I hope that helps – and, as the year draws to a close, I would like to thank you all for your kindness, support and lovely feedback this year. I’m also grateful for everyone who has purchased something from my non-profit store, which has helped me offer free or low-cost therapy and other resources to those who need them. My life’s purpose is to help people heal from childhood trauma, so thank you from the bottom of my heart for your help with that.

I appreciate every single one of you and know that, in these days of scattered attentions and digital brain-scrambling, reading these posts and coming with me on this journey towards health and healing is a big commitment. I am so grateful for that and for all of you – thank you and wishing you all the love, happiness and serenity you so deserve in 2026.

# # # # #

# What you will do:
From the year-end thank-you message above, quote everything from "I appreciate every" down to "deserve in 2026.".

# Given records:
# # # # #

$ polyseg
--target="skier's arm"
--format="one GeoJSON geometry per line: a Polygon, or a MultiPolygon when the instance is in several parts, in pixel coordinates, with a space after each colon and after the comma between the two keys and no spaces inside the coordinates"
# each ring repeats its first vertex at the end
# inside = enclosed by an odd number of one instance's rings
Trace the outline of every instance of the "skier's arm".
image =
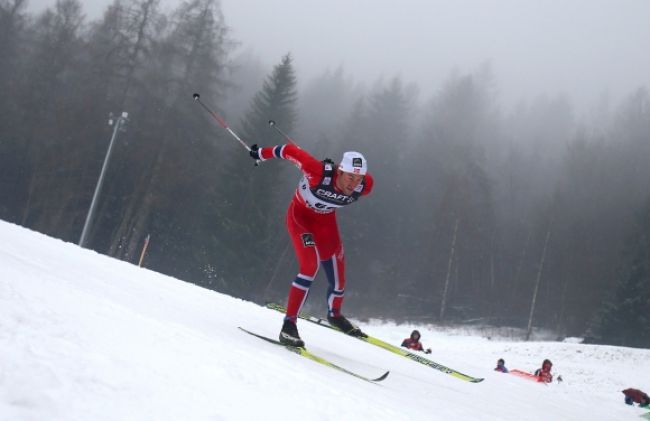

# # # # #

# Written answer:
I appreciate every single one of you and know that, in these days of scattered attentions and digital brain-scrambling, reading these posts and coming with me on this journey towards health and healing is a big commitment. I am so grateful for that and for all of you – thank you and wishing you all the love, happiness and serenity you so deserve in 2026.